# Chapter 15 Strings and Regular Expressions

This unit focuses on character (or “string”) data. We will explore

1. String basics, like concatinating and subsettings.
2. Regular expressions, a powerful cross-language tool for working with string data.
3. Applying regex real problems using stringr.

This chapter will focus on the stringr package for string manipulation. stringr is not part of the core tidyverse because you do not always have textual data, so we need to load it explicitly.

library(tidyverse)
library(stringr)

## 15.1 String Basics

This unit focuses on character (or “string”) data. We will focus on string basics, such as concatinating and subsettings.

### 15.1.1 Creating Strings

You can create strings with either single quotes or double quotes. Unlike other languages, there is no difference in behavior. I recommend always using ", unless you want to create a string that contains multiple ".

string1 <- "This is a string"

Contour labeling entries
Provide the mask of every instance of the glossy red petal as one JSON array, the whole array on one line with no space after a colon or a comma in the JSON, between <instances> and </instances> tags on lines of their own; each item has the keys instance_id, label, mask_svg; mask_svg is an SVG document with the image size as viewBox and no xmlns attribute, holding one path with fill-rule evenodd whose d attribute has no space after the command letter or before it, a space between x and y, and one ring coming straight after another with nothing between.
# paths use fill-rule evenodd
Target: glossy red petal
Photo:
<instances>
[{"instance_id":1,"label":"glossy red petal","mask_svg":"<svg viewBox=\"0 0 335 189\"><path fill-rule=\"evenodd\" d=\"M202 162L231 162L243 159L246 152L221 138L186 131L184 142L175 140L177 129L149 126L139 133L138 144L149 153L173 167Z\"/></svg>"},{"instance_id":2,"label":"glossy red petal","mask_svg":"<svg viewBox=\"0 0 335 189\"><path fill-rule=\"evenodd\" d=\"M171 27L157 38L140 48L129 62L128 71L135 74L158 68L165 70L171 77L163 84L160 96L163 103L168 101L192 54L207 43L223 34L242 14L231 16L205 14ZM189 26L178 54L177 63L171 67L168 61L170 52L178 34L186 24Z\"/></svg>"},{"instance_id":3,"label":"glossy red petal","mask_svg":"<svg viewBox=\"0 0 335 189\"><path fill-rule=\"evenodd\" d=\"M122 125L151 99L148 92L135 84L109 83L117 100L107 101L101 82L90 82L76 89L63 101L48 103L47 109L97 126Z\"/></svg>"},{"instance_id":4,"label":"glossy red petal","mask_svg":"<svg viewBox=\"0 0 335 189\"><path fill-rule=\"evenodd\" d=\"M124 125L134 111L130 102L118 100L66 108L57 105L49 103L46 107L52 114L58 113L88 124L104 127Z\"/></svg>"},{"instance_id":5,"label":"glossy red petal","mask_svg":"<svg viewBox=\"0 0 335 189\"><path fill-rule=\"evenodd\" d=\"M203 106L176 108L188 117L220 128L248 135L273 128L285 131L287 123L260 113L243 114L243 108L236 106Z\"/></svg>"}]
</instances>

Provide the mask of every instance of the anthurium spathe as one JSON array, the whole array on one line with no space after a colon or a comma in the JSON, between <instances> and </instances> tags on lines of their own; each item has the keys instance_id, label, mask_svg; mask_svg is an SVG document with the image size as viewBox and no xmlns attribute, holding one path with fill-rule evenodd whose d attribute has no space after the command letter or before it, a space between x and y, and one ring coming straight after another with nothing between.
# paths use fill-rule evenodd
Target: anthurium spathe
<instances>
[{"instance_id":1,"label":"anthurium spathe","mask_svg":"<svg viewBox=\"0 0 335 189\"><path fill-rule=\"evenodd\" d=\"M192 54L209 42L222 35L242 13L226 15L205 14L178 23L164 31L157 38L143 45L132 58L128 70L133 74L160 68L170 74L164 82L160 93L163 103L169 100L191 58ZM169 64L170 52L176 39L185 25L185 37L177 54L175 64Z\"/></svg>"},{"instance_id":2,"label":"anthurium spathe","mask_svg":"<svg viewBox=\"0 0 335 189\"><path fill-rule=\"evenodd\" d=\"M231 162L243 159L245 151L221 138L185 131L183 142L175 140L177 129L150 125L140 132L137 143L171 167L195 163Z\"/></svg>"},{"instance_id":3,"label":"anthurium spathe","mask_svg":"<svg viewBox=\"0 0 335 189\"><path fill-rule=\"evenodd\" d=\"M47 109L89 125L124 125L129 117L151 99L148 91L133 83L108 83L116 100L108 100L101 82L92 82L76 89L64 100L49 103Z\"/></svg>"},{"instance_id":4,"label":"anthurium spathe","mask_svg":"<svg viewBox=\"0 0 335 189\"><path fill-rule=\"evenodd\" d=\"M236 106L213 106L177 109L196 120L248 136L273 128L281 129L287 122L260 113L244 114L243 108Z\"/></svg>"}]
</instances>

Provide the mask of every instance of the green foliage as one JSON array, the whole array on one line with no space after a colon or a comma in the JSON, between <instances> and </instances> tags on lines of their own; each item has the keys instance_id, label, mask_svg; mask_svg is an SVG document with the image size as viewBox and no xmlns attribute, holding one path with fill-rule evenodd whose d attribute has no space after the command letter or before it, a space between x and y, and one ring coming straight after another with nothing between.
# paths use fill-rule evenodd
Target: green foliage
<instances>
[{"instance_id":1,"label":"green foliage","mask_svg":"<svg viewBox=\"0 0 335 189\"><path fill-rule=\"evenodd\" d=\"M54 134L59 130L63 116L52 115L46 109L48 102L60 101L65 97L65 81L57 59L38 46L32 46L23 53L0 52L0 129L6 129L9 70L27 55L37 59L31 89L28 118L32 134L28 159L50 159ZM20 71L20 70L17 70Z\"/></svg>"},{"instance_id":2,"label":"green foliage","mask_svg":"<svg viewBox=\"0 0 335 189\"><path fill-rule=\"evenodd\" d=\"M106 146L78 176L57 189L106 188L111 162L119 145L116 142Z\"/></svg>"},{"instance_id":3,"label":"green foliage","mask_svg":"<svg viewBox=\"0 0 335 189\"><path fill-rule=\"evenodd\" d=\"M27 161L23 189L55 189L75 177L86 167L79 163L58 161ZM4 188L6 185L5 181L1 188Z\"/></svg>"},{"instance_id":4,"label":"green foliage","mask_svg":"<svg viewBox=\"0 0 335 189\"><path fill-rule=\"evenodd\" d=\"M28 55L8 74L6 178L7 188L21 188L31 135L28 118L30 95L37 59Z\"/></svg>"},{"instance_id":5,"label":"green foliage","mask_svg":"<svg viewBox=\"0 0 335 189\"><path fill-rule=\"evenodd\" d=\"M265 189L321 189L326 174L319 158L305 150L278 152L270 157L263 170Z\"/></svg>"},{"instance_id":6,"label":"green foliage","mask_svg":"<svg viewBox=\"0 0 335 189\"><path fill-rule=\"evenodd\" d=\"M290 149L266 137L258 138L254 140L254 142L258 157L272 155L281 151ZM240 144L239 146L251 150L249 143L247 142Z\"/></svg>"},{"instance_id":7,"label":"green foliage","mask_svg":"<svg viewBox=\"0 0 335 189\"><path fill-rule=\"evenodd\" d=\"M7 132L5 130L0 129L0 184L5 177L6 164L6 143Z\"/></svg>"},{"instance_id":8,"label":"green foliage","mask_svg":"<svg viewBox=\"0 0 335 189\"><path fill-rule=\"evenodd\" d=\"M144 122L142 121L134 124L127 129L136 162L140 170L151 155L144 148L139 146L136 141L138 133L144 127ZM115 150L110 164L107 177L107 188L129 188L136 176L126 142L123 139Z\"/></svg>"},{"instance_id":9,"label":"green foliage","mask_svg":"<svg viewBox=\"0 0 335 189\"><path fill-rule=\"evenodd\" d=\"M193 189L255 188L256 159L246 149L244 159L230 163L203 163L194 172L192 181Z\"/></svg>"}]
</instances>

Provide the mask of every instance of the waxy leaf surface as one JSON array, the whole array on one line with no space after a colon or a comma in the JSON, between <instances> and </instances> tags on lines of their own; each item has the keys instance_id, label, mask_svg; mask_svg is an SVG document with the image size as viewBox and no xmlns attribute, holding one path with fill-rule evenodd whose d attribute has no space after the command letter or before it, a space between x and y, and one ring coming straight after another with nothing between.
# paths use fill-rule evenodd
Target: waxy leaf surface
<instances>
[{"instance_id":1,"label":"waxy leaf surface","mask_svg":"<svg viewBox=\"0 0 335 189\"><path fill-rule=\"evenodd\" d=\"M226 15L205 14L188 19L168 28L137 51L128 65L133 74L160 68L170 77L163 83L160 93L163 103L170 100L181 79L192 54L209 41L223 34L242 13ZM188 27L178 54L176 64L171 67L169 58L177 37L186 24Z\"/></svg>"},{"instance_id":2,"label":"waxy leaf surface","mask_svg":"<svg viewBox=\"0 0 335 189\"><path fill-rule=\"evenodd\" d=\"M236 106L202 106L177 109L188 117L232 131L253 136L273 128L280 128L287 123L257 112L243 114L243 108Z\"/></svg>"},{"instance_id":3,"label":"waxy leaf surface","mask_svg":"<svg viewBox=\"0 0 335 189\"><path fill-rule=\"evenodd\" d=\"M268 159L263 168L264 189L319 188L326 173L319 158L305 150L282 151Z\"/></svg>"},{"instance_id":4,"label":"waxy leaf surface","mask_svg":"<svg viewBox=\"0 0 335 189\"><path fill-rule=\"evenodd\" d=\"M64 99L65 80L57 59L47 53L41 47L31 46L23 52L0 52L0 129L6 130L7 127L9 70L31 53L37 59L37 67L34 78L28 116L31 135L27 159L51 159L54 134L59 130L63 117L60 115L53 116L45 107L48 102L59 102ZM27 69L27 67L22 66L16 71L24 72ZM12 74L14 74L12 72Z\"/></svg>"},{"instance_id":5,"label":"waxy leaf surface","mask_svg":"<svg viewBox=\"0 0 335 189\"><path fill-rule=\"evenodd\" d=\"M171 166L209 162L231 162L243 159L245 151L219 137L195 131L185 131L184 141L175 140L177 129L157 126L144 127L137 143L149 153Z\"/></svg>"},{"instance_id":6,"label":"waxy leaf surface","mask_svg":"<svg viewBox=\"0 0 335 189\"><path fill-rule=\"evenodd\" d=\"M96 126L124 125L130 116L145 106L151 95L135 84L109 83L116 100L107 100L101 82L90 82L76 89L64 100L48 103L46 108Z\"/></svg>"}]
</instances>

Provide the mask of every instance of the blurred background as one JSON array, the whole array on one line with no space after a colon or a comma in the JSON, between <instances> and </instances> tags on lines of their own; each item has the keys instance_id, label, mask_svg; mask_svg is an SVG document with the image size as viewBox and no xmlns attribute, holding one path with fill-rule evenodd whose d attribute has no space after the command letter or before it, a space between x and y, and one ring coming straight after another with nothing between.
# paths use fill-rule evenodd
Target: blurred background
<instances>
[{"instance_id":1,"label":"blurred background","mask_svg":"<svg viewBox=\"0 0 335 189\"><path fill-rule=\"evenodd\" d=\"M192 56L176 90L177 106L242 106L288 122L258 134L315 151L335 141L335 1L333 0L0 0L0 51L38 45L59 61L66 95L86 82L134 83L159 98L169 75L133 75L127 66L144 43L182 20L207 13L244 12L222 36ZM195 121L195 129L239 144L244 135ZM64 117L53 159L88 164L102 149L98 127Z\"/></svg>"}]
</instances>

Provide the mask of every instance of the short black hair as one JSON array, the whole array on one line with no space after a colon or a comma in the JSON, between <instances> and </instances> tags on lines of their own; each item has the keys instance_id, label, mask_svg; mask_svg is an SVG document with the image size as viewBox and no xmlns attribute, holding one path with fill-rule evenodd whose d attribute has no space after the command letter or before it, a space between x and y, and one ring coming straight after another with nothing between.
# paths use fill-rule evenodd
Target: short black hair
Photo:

Directive A
Condense the paragraph of the strings chapter that begins "This chapter will focus on the stringr package" into a shorter version that keeps its main facts.
Directive B
Duplicate the portion of the strings chapter starting with "This chapter will" and going on through "as concatinating and subsettings.".

Task answer A
The chapter uses the stringr package for string manipulation. Because textual data is not always present, stringr is not part of the core tidyverse and must be loaded explicitly.

Task answer B
This chapter will focus on the stringr package for string manipulation. stringr is not part of the core tidyverse because you do not always have textual data, so we need to load it explicitly.

library(tidyverse)
library(stringr)

## 15.1 String Basics

This unit focuses on character (or “string”) data. We will focus on string basics, such as concatinating and subsettings.